AVAILABLE RECORDS:
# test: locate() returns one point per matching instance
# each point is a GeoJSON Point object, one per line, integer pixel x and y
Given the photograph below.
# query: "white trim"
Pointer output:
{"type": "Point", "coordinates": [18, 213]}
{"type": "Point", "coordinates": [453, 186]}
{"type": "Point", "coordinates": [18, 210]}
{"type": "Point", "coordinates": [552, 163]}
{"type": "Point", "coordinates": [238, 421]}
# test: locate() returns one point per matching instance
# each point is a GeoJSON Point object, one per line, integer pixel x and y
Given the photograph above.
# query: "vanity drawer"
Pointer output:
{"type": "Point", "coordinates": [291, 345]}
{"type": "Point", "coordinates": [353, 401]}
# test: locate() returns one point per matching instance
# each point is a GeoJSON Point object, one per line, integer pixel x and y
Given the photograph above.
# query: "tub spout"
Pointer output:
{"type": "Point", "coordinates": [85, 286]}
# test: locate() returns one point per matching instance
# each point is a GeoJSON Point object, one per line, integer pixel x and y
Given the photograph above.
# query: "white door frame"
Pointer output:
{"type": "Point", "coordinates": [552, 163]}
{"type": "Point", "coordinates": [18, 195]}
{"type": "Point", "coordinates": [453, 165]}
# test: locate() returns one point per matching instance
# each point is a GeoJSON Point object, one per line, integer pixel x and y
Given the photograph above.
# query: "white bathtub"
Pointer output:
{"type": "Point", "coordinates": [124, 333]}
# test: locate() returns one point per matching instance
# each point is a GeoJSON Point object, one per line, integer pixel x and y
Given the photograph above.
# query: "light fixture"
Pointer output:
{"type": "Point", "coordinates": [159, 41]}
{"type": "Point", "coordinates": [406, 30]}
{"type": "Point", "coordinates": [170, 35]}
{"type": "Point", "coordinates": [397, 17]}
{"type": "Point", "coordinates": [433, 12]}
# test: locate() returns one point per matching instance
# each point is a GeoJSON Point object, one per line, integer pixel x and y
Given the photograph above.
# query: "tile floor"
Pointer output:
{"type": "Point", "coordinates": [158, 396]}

WORK TO BE COMPLETED: Using the records given above, list every line that includes the word "query".

SOLUTION:
# query: "white trim"
# query: "vanity drawer"
# query: "tub spout"
# query: "white door frame"
# query: "white bathtub"
# query: "light fixture"
# query: "tile floor"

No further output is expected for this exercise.